# What you will do
1. In the graph-partitioning question, restate the passage starting with "I thought this" and going on through "a directed graph.", replacing "cycles" with "loops" throughout.
2. Please list every solution that the graph-partitioning question says was already tried.

# Excerpt provided
Algorithm to partition graph into complete subgraphs

Question

I need an algorithm to partition the vertices of an undirected graph into one or more subgraphs, such that each subgraph is a complete graph (every vertex adjacent to every other vertex). Each vertex needs to be in exactly one of the subgraphs.

Here's an example:

input = [
    (A, B),
    (B, C),
    (A, C),
    (B, D),
    (D, E),
]
output = myalgo(input)  # [(A, B, C), (D, E)]

Here's an image that better describes the problem:

The input list is sorted in decreasing order by distance, that's why I connect A-B-C instead of B-D.

I thought this might be called "strongly connected components", and have already tried the following solutions:

Finding a Strongly Connected Components in unDirected Graphs: it's looking for something different
Finding all cycles in undirected graphs: it gives me many cycles and not the best, it doesn't care about the input order.
An algorithm to create clusters from data pairs in python: it connects all the components, just because there is a path between them (A-B-C-D-E).
Kosaraju's algorithm: it works only with a directed graph.

# Extracted records

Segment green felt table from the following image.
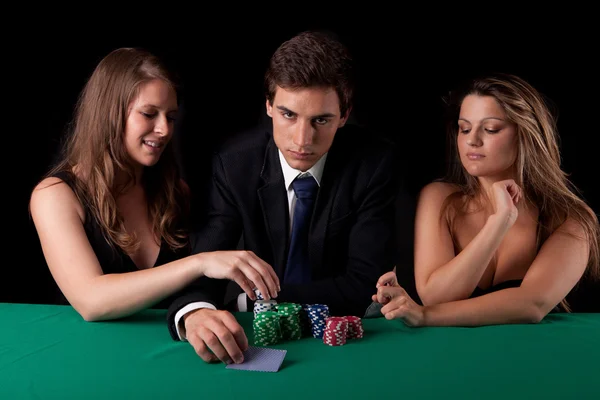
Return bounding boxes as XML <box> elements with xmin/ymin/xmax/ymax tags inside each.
<box><xmin>0</xmin><ymin>303</ymin><xmax>600</xmax><ymax>400</ymax></box>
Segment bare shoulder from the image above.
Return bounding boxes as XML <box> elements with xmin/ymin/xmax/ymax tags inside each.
<box><xmin>29</xmin><ymin>177</ymin><xmax>84</xmax><ymax>220</ymax></box>
<box><xmin>552</xmin><ymin>217</ymin><xmax>597</xmax><ymax>241</ymax></box>
<box><xmin>419</xmin><ymin>181</ymin><xmax>460</xmax><ymax>204</ymax></box>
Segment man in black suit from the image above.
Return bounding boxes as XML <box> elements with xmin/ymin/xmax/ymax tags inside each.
<box><xmin>167</xmin><ymin>32</ymin><xmax>398</xmax><ymax>362</ymax></box>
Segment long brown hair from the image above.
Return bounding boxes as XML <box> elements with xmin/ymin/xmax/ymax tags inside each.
<box><xmin>40</xmin><ymin>48</ymin><xmax>188</xmax><ymax>254</ymax></box>
<box><xmin>442</xmin><ymin>74</ymin><xmax>600</xmax><ymax>310</ymax></box>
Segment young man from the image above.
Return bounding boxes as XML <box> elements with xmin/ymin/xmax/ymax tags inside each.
<box><xmin>168</xmin><ymin>32</ymin><xmax>398</xmax><ymax>362</ymax></box>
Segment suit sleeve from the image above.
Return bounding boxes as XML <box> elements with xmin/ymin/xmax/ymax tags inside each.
<box><xmin>277</xmin><ymin>145</ymin><xmax>398</xmax><ymax>317</ymax></box>
<box><xmin>167</xmin><ymin>154</ymin><xmax>242</xmax><ymax>340</ymax></box>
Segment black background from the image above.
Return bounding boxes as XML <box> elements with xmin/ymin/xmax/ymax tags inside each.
<box><xmin>5</xmin><ymin>14</ymin><xmax>600</xmax><ymax>310</ymax></box>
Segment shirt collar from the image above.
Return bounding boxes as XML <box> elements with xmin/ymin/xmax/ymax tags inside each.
<box><xmin>277</xmin><ymin>150</ymin><xmax>327</xmax><ymax>190</ymax></box>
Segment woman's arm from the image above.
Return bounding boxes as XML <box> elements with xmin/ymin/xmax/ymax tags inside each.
<box><xmin>415</xmin><ymin>182</ymin><xmax>510</xmax><ymax>305</ymax></box>
<box><xmin>30</xmin><ymin>178</ymin><xmax>277</xmax><ymax>321</ymax></box>
<box><xmin>415</xmin><ymin>180</ymin><xmax>521</xmax><ymax>305</ymax></box>
<box><xmin>377</xmin><ymin>216</ymin><xmax>589</xmax><ymax>326</ymax></box>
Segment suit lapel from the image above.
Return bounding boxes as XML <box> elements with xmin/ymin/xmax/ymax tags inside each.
<box><xmin>308</xmin><ymin>141</ymin><xmax>339</xmax><ymax>276</ymax></box>
<box><xmin>258</xmin><ymin>137</ymin><xmax>289</xmax><ymax>276</ymax></box>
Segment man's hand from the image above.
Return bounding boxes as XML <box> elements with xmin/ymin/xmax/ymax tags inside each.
<box><xmin>183</xmin><ymin>308</ymin><xmax>248</xmax><ymax>364</ymax></box>
<box><xmin>373</xmin><ymin>284</ymin><xmax>425</xmax><ymax>326</ymax></box>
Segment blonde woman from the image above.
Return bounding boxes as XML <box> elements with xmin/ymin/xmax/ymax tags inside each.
<box><xmin>373</xmin><ymin>74</ymin><xmax>599</xmax><ymax>326</ymax></box>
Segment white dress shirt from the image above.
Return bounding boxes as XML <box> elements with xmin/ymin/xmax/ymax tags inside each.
<box><xmin>175</xmin><ymin>150</ymin><xmax>327</xmax><ymax>341</ymax></box>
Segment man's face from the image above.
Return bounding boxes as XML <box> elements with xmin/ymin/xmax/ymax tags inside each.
<box><xmin>266</xmin><ymin>87</ymin><xmax>349</xmax><ymax>171</ymax></box>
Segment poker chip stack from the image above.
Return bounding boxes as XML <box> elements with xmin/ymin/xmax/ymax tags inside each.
<box><xmin>344</xmin><ymin>315</ymin><xmax>365</xmax><ymax>339</ymax></box>
<box><xmin>253</xmin><ymin>311</ymin><xmax>282</xmax><ymax>346</ymax></box>
<box><xmin>254</xmin><ymin>300</ymin><xmax>277</xmax><ymax>318</ymax></box>
<box><xmin>323</xmin><ymin>317</ymin><xmax>348</xmax><ymax>346</ymax></box>
<box><xmin>276</xmin><ymin>303</ymin><xmax>302</xmax><ymax>340</ymax></box>
<box><xmin>300</xmin><ymin>304</ymin><xmax>312</xmax><ymax>337</ymax></box>
<box><xmin>306</xmin><ymin>304</ymin><xmax>329</xmax><ymax>339</ymax></box>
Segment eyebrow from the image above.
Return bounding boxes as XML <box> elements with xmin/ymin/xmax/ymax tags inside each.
<box><xmin>277</xmin><ymin>106</ymin><xmax>335</xmax><ymax>119</ymax></box>
<box><xmin>140</xmin><ymin>103</ymin><xmax>178</xmax><ymax>113</ymax></box>
<box><xmin>458</xmin><ymin>117</ymin><xmax>505</xmax><ymax>123</ymax></box>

# Solutions by task
1.
I thought this might be called "strongly connected components", and have already tried the following solutions:

Finding a Strongly Connected Components in unDirected Graphs: it's looking for something different
Finding all loops in undirected graphs: it gives me many loops and not the best, it doesn't care about the input order.
An algorithm to create clusters from data pairs in python: it connects all the components, just because there is a path between them (A-B-C-D-E).
Kosaraju's algorithm: it works only with a directed graph.

2.
- Finding a Strongly Connected Components in unDirected Graphs
- Finding all cycles in undirected graphs
- An algorithm to create clusters from data pairs in python
- Kosaraju's algorithm